Li You is now working on this.

4.5  Slope compression with ODETLAP

Phd topic!

Xie and Tracy have extended ODETLAP to compress terrain so that the reconstructed terrain has accurate slope. The idea is to add new equations to encourage the reconstructed surface's slope to be close to the original surface's slope.

It may take some thinking to realize how major this is. We are not representing slope explicitly in the compressed surface. Rather, we are lossily compressing the surface so that its computed slope is reasonable accurate. SFAIK no one is doing compression like that.

Extend this work.

Zhongyi Xie is working on this.

4.6  ODETLAP with Other PDEs

Phd topic!

Our current version of ODETLAP uses the Laplacian (heat flow) PDE, possibly extended for slopes. Investigate other PDEs such as the thin plate equation. Note that the slope compression described above is one such extension.

It now appears that the thin-plate PDE is no better than the Laplacian, so this theme is now suspended.

4.7  Multiobserver Siting

Phd topic!

  1. Investigate the effect of compression and of errors on the quality of the multi-observer siting.
  2. Concerning 'quality', I don't care whether the observers moved, provided that they are just as effective in their new locations. That is a more sophisticated and realistic metric than other people may be using. It is also more difficult to understand. :-(
  3. I showed many years ago that viewshed computations have a large error bar. A minor change in interpolating terrain height between adjacent posts in the Lake Champlain West DEM changed the visibility of half of all the targets in the DEM. That apparent problem is really an opportunity. It means that faster algorithms might produce equally good results. Investigate this idea.

4.8  NPR terrain rendering

Test Non Photorealistic Rendering of terrain - does it bring out the details? This would be an undergrad or masters project.

My map overlay program can easily be extended to interpolate data from one map to another. E.g., we could estimate the population of drainage polygons by how much they overlap the census polygons, whose populations we know.

However this assumes that the population in each census polygon is even across the whole census polygon, and then jumps discontinuously at the border. Generalize the interpolation to assume the population is varying smoothly. That is, the census polygons are sampling a smooth population distribution. Resample it into drainage polygons.

####################

TASK PROMPT:
Write what comes next in the terrain research text, starting after its last sentence. The rows after this point are separate material and have no connection to the terrain research text.

RAW RECORDS:
####################

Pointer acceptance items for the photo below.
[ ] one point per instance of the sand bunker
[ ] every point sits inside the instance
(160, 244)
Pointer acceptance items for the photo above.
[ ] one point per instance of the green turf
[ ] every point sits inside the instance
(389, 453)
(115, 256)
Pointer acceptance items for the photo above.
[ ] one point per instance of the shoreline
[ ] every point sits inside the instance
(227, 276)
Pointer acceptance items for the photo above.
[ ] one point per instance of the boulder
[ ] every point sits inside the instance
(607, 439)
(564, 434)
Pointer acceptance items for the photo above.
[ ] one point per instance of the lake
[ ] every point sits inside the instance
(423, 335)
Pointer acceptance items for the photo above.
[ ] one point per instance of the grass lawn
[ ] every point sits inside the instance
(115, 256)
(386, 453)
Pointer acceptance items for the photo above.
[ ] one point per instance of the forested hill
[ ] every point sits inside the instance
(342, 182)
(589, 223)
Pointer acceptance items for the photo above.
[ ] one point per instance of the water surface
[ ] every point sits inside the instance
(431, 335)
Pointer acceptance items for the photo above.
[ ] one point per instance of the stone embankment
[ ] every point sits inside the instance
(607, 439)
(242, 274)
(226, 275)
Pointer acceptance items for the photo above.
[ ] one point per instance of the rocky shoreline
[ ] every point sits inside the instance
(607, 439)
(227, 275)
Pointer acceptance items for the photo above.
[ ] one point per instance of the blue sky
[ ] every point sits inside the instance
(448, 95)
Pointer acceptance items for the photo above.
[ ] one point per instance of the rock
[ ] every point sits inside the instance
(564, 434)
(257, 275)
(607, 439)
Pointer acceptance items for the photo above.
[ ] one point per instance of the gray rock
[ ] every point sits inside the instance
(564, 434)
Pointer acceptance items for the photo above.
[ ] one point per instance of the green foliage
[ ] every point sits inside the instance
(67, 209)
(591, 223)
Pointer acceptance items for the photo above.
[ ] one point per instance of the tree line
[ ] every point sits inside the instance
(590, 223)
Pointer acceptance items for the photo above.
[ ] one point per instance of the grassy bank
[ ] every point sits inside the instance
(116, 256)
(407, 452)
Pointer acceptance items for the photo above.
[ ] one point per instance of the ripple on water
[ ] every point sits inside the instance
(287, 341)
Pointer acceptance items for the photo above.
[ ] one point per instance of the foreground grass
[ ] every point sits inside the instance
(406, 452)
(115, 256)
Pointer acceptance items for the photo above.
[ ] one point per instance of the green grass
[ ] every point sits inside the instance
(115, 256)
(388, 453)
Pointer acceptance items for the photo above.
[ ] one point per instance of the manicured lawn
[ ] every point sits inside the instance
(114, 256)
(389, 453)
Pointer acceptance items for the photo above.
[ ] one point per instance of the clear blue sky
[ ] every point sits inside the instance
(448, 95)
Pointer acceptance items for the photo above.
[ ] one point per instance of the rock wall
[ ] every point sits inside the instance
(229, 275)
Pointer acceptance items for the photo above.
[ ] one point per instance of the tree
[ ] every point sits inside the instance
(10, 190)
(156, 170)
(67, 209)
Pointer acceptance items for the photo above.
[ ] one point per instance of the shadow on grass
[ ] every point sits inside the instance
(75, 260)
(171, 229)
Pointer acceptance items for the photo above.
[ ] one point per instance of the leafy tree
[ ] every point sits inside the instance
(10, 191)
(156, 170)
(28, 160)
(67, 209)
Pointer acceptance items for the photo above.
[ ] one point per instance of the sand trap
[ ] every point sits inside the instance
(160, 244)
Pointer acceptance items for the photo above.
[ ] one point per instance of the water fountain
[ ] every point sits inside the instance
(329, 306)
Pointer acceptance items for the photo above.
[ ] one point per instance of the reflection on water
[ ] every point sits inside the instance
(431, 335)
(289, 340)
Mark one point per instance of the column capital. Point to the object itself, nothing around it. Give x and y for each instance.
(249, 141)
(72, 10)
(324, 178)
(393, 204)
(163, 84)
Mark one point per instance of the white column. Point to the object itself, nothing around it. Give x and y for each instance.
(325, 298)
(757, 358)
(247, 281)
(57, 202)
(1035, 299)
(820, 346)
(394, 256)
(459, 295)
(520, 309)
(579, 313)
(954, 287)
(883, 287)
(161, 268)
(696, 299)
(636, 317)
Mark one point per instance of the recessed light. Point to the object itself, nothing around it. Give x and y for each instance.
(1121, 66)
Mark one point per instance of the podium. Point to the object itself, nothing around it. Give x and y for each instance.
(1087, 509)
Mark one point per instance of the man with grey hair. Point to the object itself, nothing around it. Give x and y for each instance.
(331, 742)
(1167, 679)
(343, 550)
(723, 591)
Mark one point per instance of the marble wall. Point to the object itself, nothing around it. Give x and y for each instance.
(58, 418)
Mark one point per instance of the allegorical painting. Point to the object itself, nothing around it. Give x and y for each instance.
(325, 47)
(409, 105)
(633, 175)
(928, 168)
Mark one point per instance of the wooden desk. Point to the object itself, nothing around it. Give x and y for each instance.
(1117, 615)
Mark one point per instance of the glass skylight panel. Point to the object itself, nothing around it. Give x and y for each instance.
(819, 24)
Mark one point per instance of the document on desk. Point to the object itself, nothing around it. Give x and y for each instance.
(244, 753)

####################

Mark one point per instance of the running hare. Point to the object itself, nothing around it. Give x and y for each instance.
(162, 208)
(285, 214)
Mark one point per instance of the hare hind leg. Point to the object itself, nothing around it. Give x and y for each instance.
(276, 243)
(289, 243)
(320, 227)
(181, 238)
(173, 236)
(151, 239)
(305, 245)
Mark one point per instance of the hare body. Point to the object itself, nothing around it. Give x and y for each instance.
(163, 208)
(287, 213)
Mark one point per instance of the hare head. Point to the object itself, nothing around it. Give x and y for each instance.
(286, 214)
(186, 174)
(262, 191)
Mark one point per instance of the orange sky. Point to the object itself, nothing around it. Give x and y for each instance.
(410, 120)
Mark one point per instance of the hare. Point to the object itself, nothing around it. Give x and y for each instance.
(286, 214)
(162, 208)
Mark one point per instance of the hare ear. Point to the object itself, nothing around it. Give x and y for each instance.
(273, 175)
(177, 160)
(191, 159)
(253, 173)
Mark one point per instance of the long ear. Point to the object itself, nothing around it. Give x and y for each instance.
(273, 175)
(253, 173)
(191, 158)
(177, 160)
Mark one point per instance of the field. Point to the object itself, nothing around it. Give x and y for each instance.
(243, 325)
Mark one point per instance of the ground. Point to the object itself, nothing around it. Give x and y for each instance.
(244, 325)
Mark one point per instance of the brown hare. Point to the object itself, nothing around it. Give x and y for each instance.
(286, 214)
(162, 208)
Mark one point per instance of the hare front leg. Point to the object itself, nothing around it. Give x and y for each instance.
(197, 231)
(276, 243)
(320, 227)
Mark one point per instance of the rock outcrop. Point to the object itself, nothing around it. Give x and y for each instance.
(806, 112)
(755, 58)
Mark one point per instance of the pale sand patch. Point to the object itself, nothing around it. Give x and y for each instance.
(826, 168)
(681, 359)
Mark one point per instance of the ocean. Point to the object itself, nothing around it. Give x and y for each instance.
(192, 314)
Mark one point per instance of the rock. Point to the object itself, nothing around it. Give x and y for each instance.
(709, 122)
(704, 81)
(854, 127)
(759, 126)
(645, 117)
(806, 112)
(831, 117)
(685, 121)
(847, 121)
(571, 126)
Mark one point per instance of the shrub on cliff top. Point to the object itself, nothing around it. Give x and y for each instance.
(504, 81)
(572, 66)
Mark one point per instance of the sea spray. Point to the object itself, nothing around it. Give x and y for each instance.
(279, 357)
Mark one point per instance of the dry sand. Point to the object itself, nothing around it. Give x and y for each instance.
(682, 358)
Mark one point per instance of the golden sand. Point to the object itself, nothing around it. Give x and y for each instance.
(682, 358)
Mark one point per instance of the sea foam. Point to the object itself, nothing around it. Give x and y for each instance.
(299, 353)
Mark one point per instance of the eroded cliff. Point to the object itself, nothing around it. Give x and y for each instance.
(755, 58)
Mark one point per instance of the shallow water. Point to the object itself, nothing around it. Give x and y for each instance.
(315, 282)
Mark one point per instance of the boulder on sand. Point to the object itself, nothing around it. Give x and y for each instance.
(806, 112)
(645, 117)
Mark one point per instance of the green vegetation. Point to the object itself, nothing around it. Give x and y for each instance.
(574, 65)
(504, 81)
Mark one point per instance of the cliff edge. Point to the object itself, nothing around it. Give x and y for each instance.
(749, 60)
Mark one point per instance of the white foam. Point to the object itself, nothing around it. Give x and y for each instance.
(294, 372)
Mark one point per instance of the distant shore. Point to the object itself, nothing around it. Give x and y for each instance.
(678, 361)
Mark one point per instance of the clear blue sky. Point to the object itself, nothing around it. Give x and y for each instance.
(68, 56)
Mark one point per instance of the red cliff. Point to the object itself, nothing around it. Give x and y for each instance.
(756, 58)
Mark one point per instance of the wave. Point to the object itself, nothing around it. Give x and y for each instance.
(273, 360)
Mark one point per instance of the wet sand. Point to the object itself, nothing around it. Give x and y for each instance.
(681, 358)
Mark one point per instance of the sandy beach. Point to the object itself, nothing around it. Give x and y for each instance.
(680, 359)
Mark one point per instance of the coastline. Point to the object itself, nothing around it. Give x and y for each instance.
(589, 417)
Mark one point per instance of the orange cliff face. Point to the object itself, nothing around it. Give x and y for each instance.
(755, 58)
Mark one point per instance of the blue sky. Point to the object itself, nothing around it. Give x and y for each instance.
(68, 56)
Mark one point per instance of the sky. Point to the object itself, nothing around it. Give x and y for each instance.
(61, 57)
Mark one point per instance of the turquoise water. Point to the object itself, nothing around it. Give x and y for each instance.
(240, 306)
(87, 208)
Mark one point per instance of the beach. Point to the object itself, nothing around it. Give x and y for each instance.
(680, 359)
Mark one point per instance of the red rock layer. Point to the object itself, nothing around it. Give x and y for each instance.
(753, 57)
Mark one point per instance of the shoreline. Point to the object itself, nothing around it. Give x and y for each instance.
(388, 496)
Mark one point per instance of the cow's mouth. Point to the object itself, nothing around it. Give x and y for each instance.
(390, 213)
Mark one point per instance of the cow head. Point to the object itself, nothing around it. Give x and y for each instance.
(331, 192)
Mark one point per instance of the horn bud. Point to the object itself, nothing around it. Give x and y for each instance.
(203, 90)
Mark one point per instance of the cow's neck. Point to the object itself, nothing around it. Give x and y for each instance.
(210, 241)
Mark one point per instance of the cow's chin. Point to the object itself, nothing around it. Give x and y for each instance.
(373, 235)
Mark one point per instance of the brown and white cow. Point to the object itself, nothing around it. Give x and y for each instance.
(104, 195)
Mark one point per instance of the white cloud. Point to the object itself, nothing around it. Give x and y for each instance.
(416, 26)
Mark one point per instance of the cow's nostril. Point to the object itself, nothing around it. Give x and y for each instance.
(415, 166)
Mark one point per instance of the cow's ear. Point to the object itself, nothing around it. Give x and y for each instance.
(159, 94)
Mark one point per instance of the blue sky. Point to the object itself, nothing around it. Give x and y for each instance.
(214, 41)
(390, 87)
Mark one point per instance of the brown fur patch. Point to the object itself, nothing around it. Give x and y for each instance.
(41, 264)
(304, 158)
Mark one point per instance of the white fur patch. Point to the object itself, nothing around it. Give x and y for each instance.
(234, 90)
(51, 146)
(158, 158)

####################

WRITTEN ANSWER:
This idea is from Fred Broome.

(masters - PhD)

4.9  TIN with Curved Patches

Extend the TIN to use triangular splines of higher degree, instead of triangular planar patches. The first step is to compute the curved patches for an existing TIN, then see if the fit is improved. If so, then this tells us something about the surface's continuity.

(masters - PhD)

5.  Computational geometry - specific

5.1  Applications of connected components

I have a very fast implementation of a union-find connected component algorithm, that runs on a {$20\,000\times20\,000$} bitmap in {$E^2$} or {$1000\times1000\times1000$} bitmap in {$E^3$}. The input is an array of bits, or voxels that have been classified, in {$E^3$}; the output a list of the connected components together with their volumes and surface areas. This is a solution waiting for a problem.

  1. One possible application would be to extend it to compute porosity of a material like soil. My program would compute the region(s) connecting the top and bottom of the soil sample. The research would start with computing the conductivity of such irregularly shaped regions.
  2. My program facilitates experiments on random connectivity, that is connectivity, fractal dimension, etc, of volumes where each voxel is randomly empty or solid. Take this idea somewhere.
  3. Compare this to Streaming Connected Component Computation for Trillion Voxel Images, Martin Isenburg and Jonathan Shewchuk, at the Workshop on Massive Data Algorithmics, June 11, 2009.

5.2  Nearest neighbors

I think we can beat ANN (Approximate NN); they disagree that I've shown that. Demonstrating this needs more work. My advantages are:

  1. Simple compact data structure allows large datasets to be processed internally.
  2. Constant preprocessing and query time per point (no {$\log N$}) factors. For large {$N$}, that's significant.
  3. The fast preprocessing time facilitates dynamic 'fixed' point sets. That is, if the 'fixed' points are moving, it may be easier for us to update the data structure or even to recompute it from scratch.
  4. My data structure might be more tolerant of very unevenly spaced data, such as data that is locally 2-D, perhaps derived from a laser range scanner. However, this needs to be demonstrated.

The project here is to run experiments and collect data to see whether I am right. Beating a widely used method would be fun.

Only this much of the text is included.